:: Records to use ::

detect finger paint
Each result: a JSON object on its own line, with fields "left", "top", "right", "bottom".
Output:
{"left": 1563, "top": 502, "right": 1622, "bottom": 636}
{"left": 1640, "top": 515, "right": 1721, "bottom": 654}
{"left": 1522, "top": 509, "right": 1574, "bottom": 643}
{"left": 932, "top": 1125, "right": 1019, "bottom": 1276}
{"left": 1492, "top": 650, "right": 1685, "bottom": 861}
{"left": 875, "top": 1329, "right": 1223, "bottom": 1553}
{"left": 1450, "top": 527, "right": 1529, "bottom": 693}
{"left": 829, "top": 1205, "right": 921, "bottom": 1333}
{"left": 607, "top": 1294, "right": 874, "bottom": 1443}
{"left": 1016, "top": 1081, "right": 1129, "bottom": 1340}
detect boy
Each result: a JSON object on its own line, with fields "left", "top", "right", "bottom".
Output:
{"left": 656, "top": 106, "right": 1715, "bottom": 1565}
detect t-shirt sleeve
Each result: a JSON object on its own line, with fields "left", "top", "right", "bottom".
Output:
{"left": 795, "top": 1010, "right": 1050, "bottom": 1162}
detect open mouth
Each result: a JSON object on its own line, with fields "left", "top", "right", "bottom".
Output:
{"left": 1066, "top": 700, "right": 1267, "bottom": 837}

:::

Try it ::
Reproduce the records above exactly.

Response for this exercise ::
detect finger paint
Each result: a JSON object on its own line, with fields "left", "top", "right", "bottom".
Output:
{"left": 1563, "top": 502, "right": 1622, "bottom": 636}
{"left": 1640, "top": 515, "right": 1721, "bottom": 654}
{"left": 1522, "top": 509, "right": 1574, "bottom": 643}
{"left": 932, "top": 1125, "right": 1019, "bottom": 1276}
{"left": 1492, "top": 650, "right": 1685, "bottom": 861}
{"left": 875, "top": 1329, "right": 1223, "bottom": 1553}
{"left": 1450, "top": 527, "right": 1529, "bottom": 693}
{"left": 829, "top": 1205, "right": 921, "bottom": 1333}
{"left": 607, "top": 1294, "right": 874, "bottom": 1443}
{"left": 1016, "top": 1081, "right": 1129, "bottom": 1340}
detect boy
Each result: a JSON object on its own line, with fields "left", "top", "right", "bottom".
Output:
{"left": 656, "top": 106, "right": 1715, "bottom": 1565}
detect t-shirt sleeve
Each result: a JSON object on its own line, with fields "left", "top", "right", "bottom".
Output:
{"left": 795, "top": 1010, "right": 1050, "bottom": 1162}
detect open mouth
Each result: a JSON object on its own line, with fields "left", "top", "right", "bottom".
Output:
{"left": 1066, "top": 700, "right": 1267, "bottom": 837}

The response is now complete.